→ To do
Return only the line containing "of the street" and each line after it, exactly as written, through the end of the records.

Records contained in a dataset

━━━━

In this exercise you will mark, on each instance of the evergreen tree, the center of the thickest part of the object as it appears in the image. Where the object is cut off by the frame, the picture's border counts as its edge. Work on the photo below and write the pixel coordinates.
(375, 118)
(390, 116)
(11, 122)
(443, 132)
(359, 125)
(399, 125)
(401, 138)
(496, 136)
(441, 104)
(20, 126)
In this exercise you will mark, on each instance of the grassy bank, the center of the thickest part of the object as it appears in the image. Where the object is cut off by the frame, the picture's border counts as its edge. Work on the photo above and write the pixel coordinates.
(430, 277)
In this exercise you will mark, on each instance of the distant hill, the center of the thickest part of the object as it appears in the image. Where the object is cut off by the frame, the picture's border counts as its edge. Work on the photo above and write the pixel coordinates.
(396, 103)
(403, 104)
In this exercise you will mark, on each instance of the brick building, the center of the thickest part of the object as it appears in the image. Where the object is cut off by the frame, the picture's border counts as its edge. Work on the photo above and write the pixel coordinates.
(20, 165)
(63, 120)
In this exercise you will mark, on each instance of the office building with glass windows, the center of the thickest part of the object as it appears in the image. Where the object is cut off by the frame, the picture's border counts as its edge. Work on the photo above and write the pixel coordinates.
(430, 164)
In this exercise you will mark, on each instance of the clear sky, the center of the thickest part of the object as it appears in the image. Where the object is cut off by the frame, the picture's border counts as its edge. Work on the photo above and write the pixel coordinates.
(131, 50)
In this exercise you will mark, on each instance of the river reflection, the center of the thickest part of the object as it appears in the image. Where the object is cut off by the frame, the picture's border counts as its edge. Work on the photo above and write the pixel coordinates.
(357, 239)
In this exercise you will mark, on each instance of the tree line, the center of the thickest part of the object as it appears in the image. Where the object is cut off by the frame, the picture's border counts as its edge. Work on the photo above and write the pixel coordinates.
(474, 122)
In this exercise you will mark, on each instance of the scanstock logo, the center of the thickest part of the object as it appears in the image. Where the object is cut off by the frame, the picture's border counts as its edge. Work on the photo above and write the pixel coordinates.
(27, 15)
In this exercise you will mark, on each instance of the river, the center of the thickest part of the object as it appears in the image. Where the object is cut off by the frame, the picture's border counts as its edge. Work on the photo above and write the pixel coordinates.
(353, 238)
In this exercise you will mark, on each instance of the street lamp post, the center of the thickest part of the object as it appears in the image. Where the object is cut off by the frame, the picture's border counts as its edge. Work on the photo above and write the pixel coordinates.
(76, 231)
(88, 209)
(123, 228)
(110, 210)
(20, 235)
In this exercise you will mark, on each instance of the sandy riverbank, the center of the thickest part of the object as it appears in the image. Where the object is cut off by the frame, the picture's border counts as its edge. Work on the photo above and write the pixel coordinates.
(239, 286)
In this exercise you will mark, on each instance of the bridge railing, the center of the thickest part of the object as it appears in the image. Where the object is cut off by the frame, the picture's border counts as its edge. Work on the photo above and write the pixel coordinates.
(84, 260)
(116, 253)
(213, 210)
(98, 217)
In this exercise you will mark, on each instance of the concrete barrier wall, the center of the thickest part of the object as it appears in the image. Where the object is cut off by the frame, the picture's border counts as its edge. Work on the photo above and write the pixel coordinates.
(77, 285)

━━━━

→ Answer box
In this exercise you will mark, on each instance of the street lamp post, the center of the thickest part of the object as it appears in the image. Where the object is cut off by the frame, the picture's border counts as its edge. Work on the photo above and write the pixel coordinates.
(76, 231)
(88, 209)
(123, 228)
(110, 210)
(20, 235)
In this exercise you will mark, on each instance of the sandy riverbank, the center of the thickest part of the object as it appears in the image. Where the object is cut off by the frame, the picture's border counts as its edge. Work on the photo above and write the pixel coordinates.
(239, 286)
In this exercise you will mark, on each instance of the bridge railing, the center of the thickest part of the object as it appears in the image. Where the object is cut off by the frame, the picture's border counts as its edge. Work on the photo above and write the pixel coordinates.
(84, 260)
(116, 253)
(213, 210)
(98, 217)
In this exercise you will mark, on each instance of the concrete barrier wall, the center of the thickest part of the object as it appears in the image. Where the object is cut off by the frame, the picture's border counts as its edge. Work on the photo above and write the pixel coordinates.
(77, 285)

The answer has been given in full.